* Exercise requirements
Rescale the answer coordinates in the listing, starting at the line that contains "Field-scouting task: mark every instance of the white trash" and ending at the final line of the listing, both included. Write out only those lines in full, requests and their sample numbers unchanged, and multiply every answer coordinate by 2.25, rounding to whole numbers with halves rounded up.

* Supplied entries
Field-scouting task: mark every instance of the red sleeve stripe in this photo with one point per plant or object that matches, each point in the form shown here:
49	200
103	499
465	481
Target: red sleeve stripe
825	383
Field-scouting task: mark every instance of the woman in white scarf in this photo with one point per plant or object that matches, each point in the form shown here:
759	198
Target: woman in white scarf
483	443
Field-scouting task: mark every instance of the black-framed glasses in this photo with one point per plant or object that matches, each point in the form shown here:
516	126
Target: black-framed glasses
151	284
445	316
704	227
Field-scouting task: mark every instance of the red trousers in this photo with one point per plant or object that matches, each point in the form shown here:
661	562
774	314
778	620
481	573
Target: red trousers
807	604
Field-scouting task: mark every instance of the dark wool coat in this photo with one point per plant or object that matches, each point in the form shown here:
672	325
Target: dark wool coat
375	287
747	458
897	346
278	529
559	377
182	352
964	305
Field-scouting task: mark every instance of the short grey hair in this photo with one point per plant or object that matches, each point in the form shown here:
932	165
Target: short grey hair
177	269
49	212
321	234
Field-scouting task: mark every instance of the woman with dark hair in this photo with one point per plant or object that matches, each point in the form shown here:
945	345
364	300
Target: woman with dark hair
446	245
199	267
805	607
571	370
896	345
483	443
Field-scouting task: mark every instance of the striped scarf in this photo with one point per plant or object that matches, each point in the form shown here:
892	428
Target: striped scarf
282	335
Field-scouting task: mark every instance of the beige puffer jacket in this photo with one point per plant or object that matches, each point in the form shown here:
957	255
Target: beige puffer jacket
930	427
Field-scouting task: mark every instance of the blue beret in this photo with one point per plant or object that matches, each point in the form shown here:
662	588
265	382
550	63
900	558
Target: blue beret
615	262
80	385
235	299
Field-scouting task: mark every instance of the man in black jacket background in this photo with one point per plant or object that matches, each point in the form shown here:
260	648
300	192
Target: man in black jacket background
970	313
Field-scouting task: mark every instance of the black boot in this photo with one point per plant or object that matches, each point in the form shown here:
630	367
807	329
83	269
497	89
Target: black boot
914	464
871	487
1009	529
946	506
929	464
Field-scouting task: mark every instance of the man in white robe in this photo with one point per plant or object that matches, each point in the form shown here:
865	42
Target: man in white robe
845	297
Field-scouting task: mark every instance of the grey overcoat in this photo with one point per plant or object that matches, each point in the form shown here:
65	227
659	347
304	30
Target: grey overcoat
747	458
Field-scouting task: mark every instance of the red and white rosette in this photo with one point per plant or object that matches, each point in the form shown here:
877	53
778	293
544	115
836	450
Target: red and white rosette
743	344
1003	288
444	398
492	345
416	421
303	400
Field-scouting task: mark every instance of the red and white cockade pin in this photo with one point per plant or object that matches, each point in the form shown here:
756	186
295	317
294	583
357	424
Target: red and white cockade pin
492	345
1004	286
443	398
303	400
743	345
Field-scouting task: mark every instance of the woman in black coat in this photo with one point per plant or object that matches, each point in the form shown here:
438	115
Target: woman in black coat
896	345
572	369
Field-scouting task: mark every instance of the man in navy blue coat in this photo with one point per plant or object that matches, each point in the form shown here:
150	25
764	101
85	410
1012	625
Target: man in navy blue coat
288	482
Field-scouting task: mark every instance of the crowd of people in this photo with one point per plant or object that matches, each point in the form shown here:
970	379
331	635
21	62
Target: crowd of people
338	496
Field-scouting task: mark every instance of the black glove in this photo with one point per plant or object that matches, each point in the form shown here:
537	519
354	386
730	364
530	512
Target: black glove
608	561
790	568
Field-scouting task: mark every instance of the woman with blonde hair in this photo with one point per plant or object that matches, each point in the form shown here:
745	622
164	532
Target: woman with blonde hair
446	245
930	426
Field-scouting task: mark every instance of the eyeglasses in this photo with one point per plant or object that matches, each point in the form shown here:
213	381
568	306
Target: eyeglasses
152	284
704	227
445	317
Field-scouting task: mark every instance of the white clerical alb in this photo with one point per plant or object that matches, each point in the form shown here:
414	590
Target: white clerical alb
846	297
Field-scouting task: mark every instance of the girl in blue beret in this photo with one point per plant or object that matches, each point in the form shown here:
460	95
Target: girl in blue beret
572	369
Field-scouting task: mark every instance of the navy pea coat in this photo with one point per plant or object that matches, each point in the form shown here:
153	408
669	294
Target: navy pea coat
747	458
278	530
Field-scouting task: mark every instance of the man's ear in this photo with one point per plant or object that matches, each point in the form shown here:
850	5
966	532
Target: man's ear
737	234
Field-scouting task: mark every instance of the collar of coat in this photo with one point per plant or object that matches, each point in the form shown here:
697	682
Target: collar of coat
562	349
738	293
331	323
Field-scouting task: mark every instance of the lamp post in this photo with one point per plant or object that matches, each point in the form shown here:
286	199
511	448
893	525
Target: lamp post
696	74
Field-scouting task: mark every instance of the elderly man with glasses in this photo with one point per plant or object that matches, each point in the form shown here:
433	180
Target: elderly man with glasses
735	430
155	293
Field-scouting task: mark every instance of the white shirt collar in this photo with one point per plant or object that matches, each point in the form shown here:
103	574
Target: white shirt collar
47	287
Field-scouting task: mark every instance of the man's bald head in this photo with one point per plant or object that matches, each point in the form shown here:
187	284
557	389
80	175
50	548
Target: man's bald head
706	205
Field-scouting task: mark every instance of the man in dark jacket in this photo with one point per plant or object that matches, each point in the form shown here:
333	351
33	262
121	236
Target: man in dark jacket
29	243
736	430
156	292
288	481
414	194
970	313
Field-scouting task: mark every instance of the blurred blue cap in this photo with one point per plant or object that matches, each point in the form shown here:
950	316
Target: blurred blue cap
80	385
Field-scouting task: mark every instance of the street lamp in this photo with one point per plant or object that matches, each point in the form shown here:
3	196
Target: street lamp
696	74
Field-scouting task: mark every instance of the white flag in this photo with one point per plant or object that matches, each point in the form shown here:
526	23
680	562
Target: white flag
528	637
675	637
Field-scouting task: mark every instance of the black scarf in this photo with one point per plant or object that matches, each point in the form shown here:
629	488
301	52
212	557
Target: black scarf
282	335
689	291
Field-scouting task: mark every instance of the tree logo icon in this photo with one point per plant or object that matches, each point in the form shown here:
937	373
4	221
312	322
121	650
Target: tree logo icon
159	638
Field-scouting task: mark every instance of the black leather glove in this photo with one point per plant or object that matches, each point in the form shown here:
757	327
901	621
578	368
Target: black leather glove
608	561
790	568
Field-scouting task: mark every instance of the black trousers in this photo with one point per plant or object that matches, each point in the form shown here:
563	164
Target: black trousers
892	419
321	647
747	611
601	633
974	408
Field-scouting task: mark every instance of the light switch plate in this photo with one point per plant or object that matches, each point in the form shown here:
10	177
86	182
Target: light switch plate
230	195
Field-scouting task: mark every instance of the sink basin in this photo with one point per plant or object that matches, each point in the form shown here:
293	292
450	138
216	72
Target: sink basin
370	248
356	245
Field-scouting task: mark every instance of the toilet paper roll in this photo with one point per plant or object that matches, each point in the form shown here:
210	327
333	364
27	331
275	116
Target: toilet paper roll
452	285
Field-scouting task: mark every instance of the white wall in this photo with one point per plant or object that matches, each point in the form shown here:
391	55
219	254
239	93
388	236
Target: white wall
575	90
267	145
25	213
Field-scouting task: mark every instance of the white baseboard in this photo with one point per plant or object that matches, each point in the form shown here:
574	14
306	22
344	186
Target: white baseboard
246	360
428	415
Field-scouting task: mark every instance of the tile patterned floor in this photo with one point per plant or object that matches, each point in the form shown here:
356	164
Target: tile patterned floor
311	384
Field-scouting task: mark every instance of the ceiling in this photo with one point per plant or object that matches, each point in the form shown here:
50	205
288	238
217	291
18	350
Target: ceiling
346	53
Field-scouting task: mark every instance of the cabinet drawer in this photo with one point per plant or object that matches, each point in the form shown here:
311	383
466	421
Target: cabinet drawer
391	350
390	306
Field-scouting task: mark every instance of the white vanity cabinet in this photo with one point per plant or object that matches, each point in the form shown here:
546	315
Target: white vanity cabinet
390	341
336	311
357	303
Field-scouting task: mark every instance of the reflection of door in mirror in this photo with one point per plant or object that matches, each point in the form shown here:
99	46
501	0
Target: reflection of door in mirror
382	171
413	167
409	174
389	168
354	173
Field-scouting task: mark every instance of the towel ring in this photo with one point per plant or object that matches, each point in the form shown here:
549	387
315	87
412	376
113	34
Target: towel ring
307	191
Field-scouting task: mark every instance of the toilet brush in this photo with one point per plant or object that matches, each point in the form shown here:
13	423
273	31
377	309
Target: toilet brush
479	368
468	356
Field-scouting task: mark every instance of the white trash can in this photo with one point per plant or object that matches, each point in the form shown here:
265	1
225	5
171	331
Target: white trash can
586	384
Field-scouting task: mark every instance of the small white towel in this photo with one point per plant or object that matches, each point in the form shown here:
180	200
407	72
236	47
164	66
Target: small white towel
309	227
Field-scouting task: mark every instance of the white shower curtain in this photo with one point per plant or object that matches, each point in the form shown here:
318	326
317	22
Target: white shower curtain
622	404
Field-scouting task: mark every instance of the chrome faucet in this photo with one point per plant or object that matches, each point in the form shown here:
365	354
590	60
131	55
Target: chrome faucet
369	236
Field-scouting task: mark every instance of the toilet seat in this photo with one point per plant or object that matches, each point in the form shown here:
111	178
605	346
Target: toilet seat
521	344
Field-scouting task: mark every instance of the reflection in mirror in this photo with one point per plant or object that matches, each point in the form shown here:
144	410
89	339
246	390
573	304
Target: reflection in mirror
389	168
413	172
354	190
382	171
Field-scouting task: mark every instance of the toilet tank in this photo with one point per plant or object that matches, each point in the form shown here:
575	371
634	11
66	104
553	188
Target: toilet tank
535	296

* Result for this task
Field-scouting task: mark every instance of the white trash can in this photo with one point per plant or object that matches, each point in the form shown here:
265	1
225	5
171	331
Target: white trash can
1319	864
Field-scouting task: mark every instance of the small white towel in this photo with one point per plant or object that matches, each point in the form shown here:
180	200
407	72
236	47
164	66
Target: small white towel
695	511
Field-scouting task: mark every instance of the white shower curtain in this photo with one point per plant or object that matches, each point in the form shown here:
318	326
317	22
Target: white shower curtain
1400	909
Field-scouting task: mark every instance of the chrome faucet in this photo with one point per plant or object that matches, each point in the form shown here:
365	354
590	60
131	55
Target: chrome faucet
830	531
Field-scouting task: mark every instance of the toilet seat in this photo with one point per plant or object that matches, each point in the form shown here:
111	178
605	346
Target: toilet seat
1172	774
Field-scouting task: mark every instance of the reflection in mirror in this photo with one point per plant or object that matches, each point in the form shown here:
144	410
89	339
246	390
573	304
Target: reflection in mirror
875	378
929	387
797	428
860	385
Field-scouting task: mark every instance of the toilet tank in this photo with one point per plant or object that matches, each point in the form shown here:
575	371
634	11
66	104
553	188
Target: toilet tank
1204	666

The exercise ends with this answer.